__Source passage__:
::::::

In the third edition, those tools were still available, but were,
frankly, a bit clumsy and error-prone. Parsing attachments from messages,
for example, was tricky, and composing even basic messages was tedious (in
fact, an early printing of the prior edition contained a potential bug,
because it omitted one
\n
character in
a string formatting operation). Adding attachments to sent messages wasn’t
even attempted, due to the complexity of the formatting involved. Most of
these tools are gone completely in Python 3.X as I write this fourth
edition, partly because of their complexity, and partly because they’ve
been made obsolete.

Luckily, things are much simpler today. After the second edition,
Python sprouted a new
email
package—a powerful
collection of tools that automate most of the work behind parsing and
composing email messages. This module gives us an object-based message
interface and handles all the textual message structure details, both
analyzing and creating it. Not only does this eliminate a whole class of
potential bugs, it also promotes more advanced mail processing.

Things like attachments, for instance, become accessible to mere
mortals (and authors with limited book real estate). In fact, an entire
original section on manual attachment parsing and decoding was deleted in
the third edition—it’s essentially automatic with
email
. The new package parses and constructs
headers and attachments; generates correct email text; decodes and encodes
Base64, quoted-printable, and
uuencoded
data; and much more.

We won’t cover the
email
package
in its entirety in this book; it is well documented in Python’s library
manual. Our goal here is to explore some example usage code, which you can
study in conjunction with the manuals. But to help get you started, let’s
begin with a quick overview. In a nutshell, the
email
package is based around the
Message
object it provides:

Parsing mail

A mail’s full text, fetched from
poplib
or
imaplib
, is parsed into a new
Message
object, with an API for accessing
its components. In the object, mail headers become dictionary-like
keys, and components become a “payload” that can be walked with a
generator interface (more on payloads in a moment).

::::::

__Data excerpt__:
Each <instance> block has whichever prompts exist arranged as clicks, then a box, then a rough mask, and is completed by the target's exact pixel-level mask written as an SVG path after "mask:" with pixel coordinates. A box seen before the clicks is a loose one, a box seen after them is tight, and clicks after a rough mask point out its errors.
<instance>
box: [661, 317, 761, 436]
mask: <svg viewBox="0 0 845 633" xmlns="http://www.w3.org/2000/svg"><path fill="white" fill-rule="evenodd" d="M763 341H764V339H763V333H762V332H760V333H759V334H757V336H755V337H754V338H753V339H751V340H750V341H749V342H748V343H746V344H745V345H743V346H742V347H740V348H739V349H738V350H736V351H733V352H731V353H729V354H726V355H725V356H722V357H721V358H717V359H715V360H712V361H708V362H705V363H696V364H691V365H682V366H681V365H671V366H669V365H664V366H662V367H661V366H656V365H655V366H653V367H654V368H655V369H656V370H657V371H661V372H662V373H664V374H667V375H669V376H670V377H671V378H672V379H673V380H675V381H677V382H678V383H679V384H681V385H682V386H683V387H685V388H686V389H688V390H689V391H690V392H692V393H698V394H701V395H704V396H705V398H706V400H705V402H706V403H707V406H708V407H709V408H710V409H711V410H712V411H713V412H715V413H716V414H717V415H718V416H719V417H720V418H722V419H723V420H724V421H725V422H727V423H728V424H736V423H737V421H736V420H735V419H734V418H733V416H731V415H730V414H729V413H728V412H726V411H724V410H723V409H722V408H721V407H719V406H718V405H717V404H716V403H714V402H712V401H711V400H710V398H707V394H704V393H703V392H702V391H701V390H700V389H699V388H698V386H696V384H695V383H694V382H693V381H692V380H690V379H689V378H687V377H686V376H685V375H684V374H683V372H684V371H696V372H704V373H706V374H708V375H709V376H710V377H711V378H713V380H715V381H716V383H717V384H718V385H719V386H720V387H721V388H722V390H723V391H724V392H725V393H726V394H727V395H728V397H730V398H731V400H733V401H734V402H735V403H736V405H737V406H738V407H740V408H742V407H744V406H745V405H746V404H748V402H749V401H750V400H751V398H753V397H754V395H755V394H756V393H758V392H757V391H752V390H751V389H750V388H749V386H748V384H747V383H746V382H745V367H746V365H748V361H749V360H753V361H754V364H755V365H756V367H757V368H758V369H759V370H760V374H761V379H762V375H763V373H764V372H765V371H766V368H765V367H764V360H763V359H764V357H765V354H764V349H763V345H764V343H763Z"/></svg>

::::::

__List of tasks__:
a) In the passage on Python's email package, why does the book not cover that package in its entirety? Answer in one to three sentences.
b) Output the passage on Python's email package verbatim, from "In the third" up to and including "been made obsolete.".
c) Pick up the passage on Python's email package from the point where it stops, and keep writing it.
The data has no connection to the passage on Python's email package.

__Answers provided__:
a) The package is well documented in Python's library manual. The book's goal is instead to explore some example usage code that can be studied together with the manuals.

b)
In the third edition, those tools were still available, but were,
frankly, a bit clumsy and error-prone. Parsing attachments from messages,
for example, was tricky, and composing even basic messages was tedious (in
fact, an early printing of the prior edition contained a potential bug,
because it omitted one
\n
character in
a string formatting operation). Adding attachments to sent messages wasn’t
even attempted, due to the complexity of the formatting involved. Most of
these tools are gone completely in Python 3.X as I write this fourth
edition, partly because of their complexity, and partly because they’ve
been made obsolete.

c)
Creating mail

New mails are composed by creating a new
Message
object, using an API to attach
headers and parts, and asking the object for its print
representation—a correctly formatted mail message text, ready to be
passed to the
smtplib
module for
delivery. Headers are added by key assignment and attachments by
method calls.

In other words, the
Message
object is used both for accessing existing messages and for creating new
ones from scratch. In both cases,
email
can automatically handle details like content encodings (e.g., attached
binary images can be treated as text with Base64 encoding and decoding),
content types, and more.

Message Objects

Since the
email
module’s
Message
object is at the heart of its API, you need a cursory
understanding of its form to get started. In short, it is designed to
reflect the structure of a formatted email message. Each
Message
consists of three main pieces of
information
:

Type

A content type (plain text, HTML text, JPEG image, and so
on), encoded as a MIME main type and a subtype. For instance,
“text/html” means the main type is text and the subtype is HTML (a
web page); “image/jpeg” means a JPEG photo. A “multipart/mixed”
type means there are nested parts within the message.

Headers

A dictionary-like mapping interface, with one key per mail
header (From, To, and so on). This interface supports almost all
of the usual dictionary operations, and headers may be fetched or
set by normal key indexing.

Content

A “payload,” which represents the mail’s content. This can
be either a string (
bytes
or
str
) for simple messages, or a
list of additional
Message
objects for
multipart
container messages with attached or alternative parts. For some
oddball types, the payload may be a Python
None
object.

The MIME type of a Message is key to understanding its content.
For example, mails with attached images may have a main top-level
Message
(type
multipart/mixed
), with three more
Message
objects in its payload—one for its
main text (type
text/plain
), followed
by two of type image for the photos (type
image/jpeg
). The photo parts may be encoded
for transmission as text with Base64 or another scheme; the encoding
type, as well as the original image filename, are specified in the
part’s headers.

Similarly, mails that include both simple text and an HTML
alternative will have two nested
Message
objects in their payload, of type
plain text (
text/plain
) and HTML text
(
text/html
), along with a main root
Message
of type
multipart/alternative
. Your mail client
decides which part to display, often based on your preferences.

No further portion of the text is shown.